** What you need to do **
Without including any pictures, copy each entry below exactly.

---------- Records shown ----------

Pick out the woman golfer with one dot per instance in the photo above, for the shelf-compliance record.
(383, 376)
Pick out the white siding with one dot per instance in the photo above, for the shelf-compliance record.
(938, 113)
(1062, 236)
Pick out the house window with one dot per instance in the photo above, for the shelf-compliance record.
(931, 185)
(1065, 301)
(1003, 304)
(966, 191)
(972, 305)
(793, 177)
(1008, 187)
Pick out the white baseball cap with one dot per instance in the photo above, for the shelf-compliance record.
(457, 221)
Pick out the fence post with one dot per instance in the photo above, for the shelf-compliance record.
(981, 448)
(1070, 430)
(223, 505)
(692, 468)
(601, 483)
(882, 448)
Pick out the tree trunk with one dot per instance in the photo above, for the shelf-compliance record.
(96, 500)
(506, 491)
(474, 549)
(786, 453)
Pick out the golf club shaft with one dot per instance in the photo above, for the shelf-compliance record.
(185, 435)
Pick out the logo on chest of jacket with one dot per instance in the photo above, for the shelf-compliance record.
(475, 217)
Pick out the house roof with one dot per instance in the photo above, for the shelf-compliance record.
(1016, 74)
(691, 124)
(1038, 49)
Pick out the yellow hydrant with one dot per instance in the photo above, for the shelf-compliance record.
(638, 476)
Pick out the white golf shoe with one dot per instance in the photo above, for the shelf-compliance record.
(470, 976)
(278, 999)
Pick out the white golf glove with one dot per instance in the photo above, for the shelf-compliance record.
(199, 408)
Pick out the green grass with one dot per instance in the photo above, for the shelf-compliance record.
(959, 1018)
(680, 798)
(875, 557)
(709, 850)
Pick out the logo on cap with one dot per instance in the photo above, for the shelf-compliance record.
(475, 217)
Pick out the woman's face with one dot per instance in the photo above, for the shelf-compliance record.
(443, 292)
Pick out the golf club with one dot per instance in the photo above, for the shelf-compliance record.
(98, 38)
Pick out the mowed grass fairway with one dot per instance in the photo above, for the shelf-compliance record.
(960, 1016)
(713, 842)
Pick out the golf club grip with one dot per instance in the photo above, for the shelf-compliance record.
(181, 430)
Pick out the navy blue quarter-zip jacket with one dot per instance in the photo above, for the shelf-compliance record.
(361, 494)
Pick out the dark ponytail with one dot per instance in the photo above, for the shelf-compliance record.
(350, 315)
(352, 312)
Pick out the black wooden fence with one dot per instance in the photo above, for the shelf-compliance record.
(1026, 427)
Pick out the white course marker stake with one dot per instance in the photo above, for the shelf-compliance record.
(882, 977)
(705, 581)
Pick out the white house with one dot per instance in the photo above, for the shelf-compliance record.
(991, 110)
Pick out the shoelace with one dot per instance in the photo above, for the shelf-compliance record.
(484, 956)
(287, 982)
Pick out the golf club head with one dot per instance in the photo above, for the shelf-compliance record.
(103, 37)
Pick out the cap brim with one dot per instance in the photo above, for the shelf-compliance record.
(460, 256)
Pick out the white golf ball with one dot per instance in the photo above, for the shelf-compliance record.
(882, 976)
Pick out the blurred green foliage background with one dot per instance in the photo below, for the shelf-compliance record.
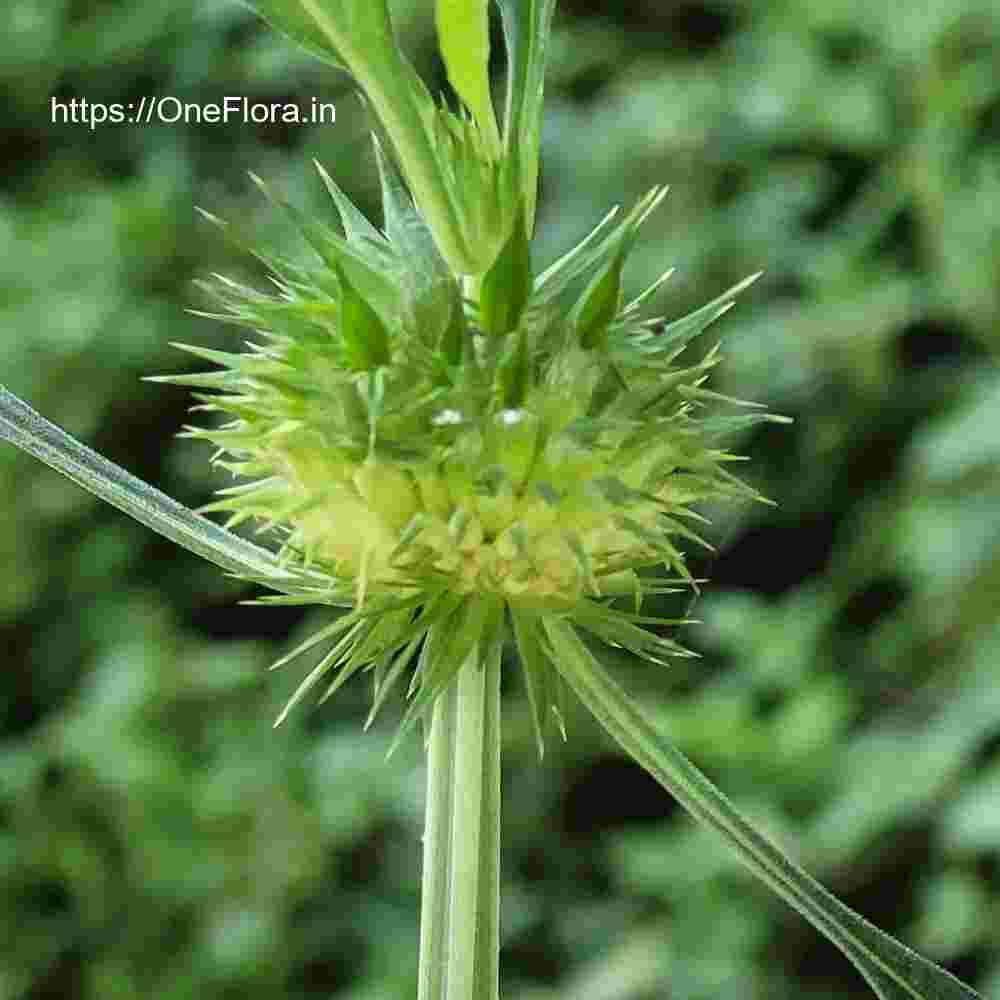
(158, 840)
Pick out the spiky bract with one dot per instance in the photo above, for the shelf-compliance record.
(440, 475)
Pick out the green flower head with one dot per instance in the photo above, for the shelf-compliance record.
(448, 462)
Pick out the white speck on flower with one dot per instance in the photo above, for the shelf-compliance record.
(446, 417)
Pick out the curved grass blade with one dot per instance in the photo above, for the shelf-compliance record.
(892, 970)
(30, 431)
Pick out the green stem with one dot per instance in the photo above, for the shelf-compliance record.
(459, 938)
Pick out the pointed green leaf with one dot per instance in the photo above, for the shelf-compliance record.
(365, 337)
(890, 968)
(527, 27)
(464, 37)
(30, 431)
(506, 286)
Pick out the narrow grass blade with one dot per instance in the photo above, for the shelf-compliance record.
(25, 428)
(892, 970)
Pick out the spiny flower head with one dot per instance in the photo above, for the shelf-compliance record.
(451, 454)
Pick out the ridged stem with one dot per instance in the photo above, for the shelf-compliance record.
(459, 937)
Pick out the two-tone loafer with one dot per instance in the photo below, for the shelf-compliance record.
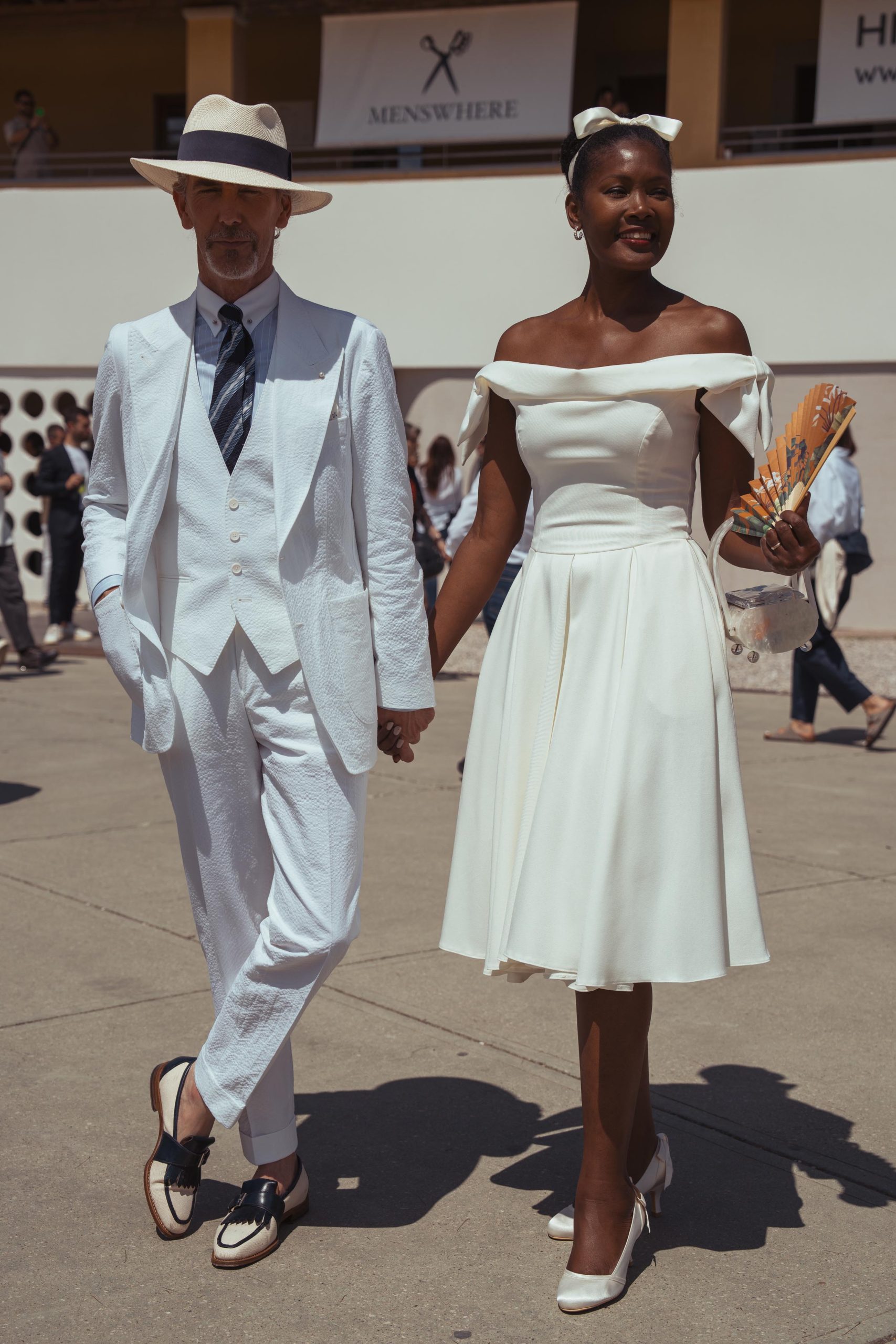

----------

** Solution **
Pick out the woman golfer with one dot per instance in the photo above, for the shelf-compliance record.
(383, 376)
Pick out the white siding with one dot per instance in the photo above, for the shelf-compliance record.
(938, 113)
(1062, 236)
Pick out the house window with one dot per instance in the photo above, for the shelf-compliance record.
(931, 185)
(1065, 301)
(1003, 304)
(966, 191)
(972, 305)
(793, 177)
(1008, 187)
Pick out the white baseball cap with one dot per instance in the photo above, for the shelf-compliance record.
(457, 221)
Pick out the fence post with one dot per instance in the photo above, for the shelf-compliance record.
(981, 448)
(1070, 430)
(223, 505)
(692, 468)
(601, 483)
(882, 448)
Pick out the tree trunk with one dot per instance in the photo above, for the shelf-compliance record.
(96, 500)
(506, 491)
(474, 549)
(786, 453)
Pick out the golf club shaft with one dot per instance in the photo above, for the shelf-compliance record.
(185, 435)
Pick out the logo on chest of jacket with one dot per instance in the photo above, for the shelf-compliance record.
(475, 217)
Pick out the house roof with one dot per instance in the photo above, for the shelf-compliance record.
(1016, 74)
(691, 124)
(1038, 49)
Pick out the yellow hydrant with one dot per instance in the photo above, for the shelf-compliance record.
(638, 476)
Pick out the white golf shoe with one dot per instance in the photo above, for the shelf-compliance record.
(470, 976)
(278, 999)
Pick out the white golf glove with one dot per instance in the photo above, for the shelf-compliance record.
(199, 408)
Pick out the green grass with one dot per instance in the photo above, for the shelf-compliance record.
(959, 1018)
(680, 798)
(875, 557)
(709, 850)
Pick out the logo on cap with one dot per instance in the photo above, for the shelf-compliance record.
(475, 217)
Pick out the woman's face with one dot per instance in the photo above, for the shelf-compliance record.
(443, 292)
Pick out the golf club with one dot per instance in the photo above, for the shelf-compliance record.
(98, 38)
Pick out the mowed grass fairway with one dot per instance in the photo above, for the shelf-compliance record.
(960, 1016)
(713, 842)
Pick out the golf club grip with one dot per instance in the photo above, for the shelf-compliance record.
(181, 430)
Pick out the navy blue quarter-zip jacket with one dot per instance in the photo above, for the shelf-compliance record.
(361, 494)
Pick out the dark ponytail with one dot per instance in the photo above, for the shelf-compliance record.
(350, 315)
(352, 312)
Pick out the black wooden fence with one dot per instance in the photo above, for the shelf-compliance record.
(1026, 427)
Pick out the white course marker stake with one dot per instance in the photo above, for the shelf-compliance record.
(882, 977)
(705, 581)
Pick out the white house with one dot per instance in the photo above, for the shelf-compliance record.
(991, 110)
Pick out the shoelace with one dot per instance in the photo above, for the shelf-compliance record.
(484, 956)
(287, 982)
Pick out the golf club head with one dot per instance in the photo above, for the shelf-compliance record.
(103, 37)
Pick out the cap brim with one dot per instance in the photo above, for the shelf-compliance record.
(460, 256)
Pick out the white golf ball with one dot per instance in the photo above, for the shelf-compliance record.
(882, 976)
Pick out the blurred green foliage background with one dot per instance in the photo below, for the shelf-compliance record.
(158, 840)
Pick out the spiky bract with one dot per instance in the photo above, for the shelf-compliance record.
(440, 475)
Pick out the green flower head with one dot per instance in the photo above, for the shelf-compliance record.
(448, 462)
Pick out the white speck on flower with one dot per instance in the photo above, for the shelf-compliance record.
(446, 417)
Pick out the curved grass blade with one dot per instance in the photo above, for the shelf-compliance record.
(892, 970)
(30, 431)
Pick out the green stem with one dot per instance in the photo above, for the shelf-compliance record.
(459, 938)
Pick out the pointed green leaf with one dot per instance in the photo above, for the shelf-compliance record.
(365, 337)
(890, 968)
(527, 27)
(464, 37)
(30, 431)
(506, 286)
Pick out the narrow grass blade with one dot per instance in the photo above, for the shelf-compliance record.
(25, 428)
(892, 970)
Pick out the spiny flower head with one dot per instance in the photo above, for the shelf-compliance record.
(451, 454)
Pick out the ridged stem with one dot per instance in the photo above, for the shelf-compliance record.
(459, 937)
Pick out the two-tone loafer with one dot per instance in the photo below, for the shelf-compliance record.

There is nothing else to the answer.